#### [Listing]
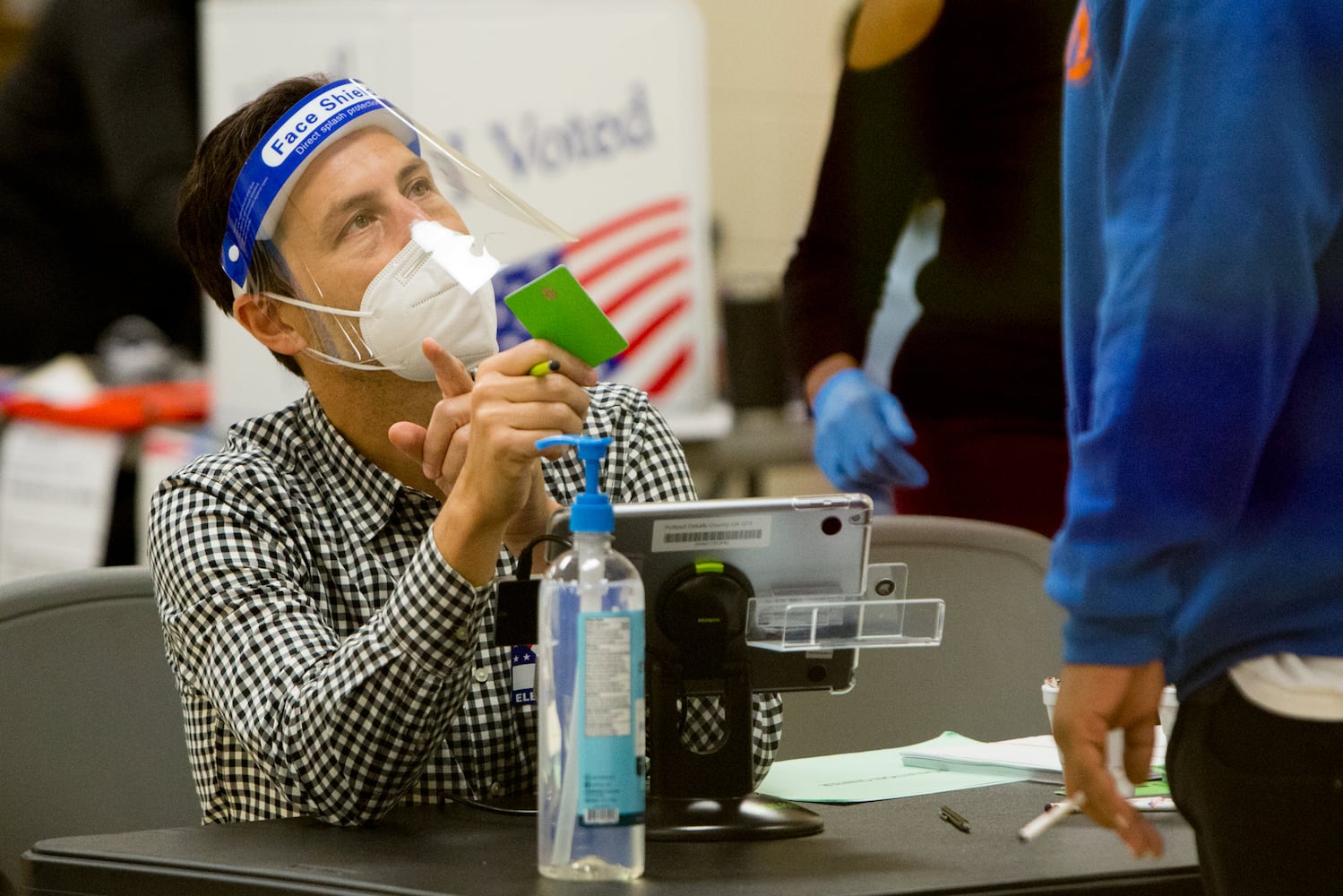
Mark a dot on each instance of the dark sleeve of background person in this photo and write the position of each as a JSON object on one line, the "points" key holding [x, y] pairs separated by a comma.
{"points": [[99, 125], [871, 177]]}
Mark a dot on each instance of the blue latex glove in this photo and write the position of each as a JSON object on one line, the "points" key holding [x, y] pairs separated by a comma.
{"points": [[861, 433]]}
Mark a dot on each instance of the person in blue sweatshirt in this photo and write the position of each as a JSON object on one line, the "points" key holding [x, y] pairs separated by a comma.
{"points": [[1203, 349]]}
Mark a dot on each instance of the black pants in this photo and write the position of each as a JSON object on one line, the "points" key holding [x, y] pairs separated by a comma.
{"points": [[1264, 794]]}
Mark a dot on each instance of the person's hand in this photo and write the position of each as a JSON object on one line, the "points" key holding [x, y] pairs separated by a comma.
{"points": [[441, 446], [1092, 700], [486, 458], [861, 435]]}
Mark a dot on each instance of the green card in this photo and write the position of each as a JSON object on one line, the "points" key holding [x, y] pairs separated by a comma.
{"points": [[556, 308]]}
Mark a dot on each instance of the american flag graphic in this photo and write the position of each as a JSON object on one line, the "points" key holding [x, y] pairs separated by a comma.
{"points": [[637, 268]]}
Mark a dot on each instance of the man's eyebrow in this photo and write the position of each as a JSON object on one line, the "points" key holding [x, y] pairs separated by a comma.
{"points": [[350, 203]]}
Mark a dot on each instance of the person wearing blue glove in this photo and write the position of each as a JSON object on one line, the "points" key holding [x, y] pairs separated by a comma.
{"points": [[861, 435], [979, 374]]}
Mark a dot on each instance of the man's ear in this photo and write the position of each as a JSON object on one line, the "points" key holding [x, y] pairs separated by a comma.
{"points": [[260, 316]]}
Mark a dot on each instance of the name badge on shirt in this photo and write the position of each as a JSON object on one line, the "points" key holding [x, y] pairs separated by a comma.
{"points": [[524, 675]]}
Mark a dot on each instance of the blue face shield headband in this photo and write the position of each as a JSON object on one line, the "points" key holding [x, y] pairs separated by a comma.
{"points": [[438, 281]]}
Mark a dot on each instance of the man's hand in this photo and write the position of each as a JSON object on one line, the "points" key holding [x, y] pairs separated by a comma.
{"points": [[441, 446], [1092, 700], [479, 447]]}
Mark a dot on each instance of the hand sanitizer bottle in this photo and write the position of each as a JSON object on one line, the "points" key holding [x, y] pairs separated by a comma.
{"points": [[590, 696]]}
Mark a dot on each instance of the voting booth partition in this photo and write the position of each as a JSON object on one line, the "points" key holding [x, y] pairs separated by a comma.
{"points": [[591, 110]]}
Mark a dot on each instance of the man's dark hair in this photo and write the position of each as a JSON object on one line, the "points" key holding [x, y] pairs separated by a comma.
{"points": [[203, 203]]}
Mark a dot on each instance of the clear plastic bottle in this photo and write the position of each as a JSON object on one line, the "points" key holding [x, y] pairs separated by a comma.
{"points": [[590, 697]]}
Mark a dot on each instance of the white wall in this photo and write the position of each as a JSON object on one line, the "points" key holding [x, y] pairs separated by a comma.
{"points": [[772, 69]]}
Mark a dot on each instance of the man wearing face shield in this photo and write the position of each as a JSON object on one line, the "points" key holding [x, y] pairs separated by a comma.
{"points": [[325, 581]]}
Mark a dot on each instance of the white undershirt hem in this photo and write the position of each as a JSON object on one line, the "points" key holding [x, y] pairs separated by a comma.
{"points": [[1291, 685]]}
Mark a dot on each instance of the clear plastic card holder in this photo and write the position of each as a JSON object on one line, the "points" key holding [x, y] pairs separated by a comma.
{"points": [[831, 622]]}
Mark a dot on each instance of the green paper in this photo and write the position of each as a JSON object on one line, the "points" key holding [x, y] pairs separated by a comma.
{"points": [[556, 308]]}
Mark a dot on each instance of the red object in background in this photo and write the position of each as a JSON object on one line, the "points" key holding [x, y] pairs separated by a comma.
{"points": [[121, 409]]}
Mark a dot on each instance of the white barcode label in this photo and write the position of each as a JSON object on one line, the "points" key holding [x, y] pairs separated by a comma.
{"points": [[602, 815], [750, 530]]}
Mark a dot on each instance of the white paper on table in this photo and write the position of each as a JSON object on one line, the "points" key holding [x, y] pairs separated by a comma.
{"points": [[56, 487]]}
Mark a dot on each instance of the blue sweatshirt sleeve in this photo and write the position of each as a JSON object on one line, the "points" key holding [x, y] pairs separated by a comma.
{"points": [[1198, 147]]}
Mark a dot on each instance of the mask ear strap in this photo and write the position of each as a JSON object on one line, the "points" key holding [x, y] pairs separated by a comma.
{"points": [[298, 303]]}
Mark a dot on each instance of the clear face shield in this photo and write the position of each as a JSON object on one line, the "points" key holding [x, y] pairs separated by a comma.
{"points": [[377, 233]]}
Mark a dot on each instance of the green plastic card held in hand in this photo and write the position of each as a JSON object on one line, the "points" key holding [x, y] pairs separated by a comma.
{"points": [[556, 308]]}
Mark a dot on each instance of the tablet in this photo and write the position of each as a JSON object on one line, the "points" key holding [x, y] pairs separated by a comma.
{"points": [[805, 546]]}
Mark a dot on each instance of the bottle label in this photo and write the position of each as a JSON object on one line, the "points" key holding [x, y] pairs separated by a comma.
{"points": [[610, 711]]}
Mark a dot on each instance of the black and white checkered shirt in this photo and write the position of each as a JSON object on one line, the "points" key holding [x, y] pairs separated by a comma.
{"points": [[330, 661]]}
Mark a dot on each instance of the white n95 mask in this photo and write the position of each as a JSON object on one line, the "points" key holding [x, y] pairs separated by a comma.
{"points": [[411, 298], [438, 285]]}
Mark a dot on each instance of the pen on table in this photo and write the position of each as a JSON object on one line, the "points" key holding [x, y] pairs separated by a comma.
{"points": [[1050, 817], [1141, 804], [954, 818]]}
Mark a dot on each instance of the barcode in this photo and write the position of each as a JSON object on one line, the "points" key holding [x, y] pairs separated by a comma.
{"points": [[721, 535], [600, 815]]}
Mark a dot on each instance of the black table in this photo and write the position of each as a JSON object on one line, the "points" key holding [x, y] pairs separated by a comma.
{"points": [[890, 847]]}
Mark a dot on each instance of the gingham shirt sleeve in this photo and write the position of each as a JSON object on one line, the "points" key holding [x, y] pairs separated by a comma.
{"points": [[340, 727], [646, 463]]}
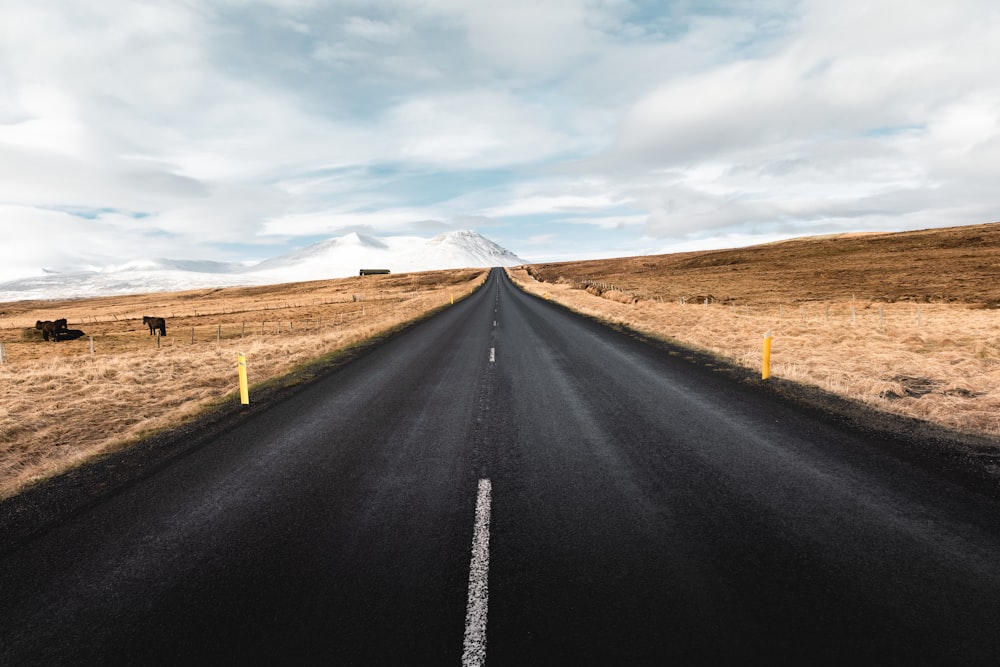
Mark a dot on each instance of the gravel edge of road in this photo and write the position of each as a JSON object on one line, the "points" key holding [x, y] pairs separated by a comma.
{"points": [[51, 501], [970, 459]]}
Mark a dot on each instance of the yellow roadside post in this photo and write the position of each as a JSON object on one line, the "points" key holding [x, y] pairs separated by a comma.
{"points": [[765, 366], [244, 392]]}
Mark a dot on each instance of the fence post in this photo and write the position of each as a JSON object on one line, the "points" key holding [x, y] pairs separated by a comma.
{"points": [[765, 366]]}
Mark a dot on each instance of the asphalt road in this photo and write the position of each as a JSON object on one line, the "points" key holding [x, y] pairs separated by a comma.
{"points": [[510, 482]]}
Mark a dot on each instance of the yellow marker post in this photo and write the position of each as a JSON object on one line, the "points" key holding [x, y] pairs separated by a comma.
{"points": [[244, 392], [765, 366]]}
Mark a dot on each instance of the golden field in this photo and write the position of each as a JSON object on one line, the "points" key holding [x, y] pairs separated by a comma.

#### [Exercise instructions]
Return only the lines running from the line with "Mark a dot on each instance of the gravel" to the last line of the records, both included, exactly as written.

#### [Task result]
Mark a dot on each instance of the gravel edge of road in this photo and write the position of each as a JSON object on one line, the "points" key holding [x, y] pairs separated by a comma.
{"points": [[51, 501], [970, 459]]}
Mark a dot on each instance of the yellow roadside post in this photo and write the position of each as a JSON object on one line, the "points" key holding [x, y] pairs separated by a comma.
{"points": [[765, 366], [244, 392]]}
Mark a dot on each instance of the fence post in this photo and write the position of each as a JSON object on one line, the "points" key holding [x, y] pairs separated by a comma.
{"points": [[765, 366]]}
Mark a dot on each instance of the asphalt road in this photo and write the position of each as a JSON object on one line, the "points" key holding [x, y] pairs separated by a comma.
{"points": [[510, 482]]}
Mark a dot on each instance of the yellow marker post in this photo and write the position of each as a JSON object on one line, the "points" key holding [x, y] pairs separated by a comma.
{"points": [[244, 392], [765, 366]]}
Mark a dot on each instance of the golden field in this photo and write the position of each as a JSON object on one line, the "points" key holding [x, y] pairs separated by a comma.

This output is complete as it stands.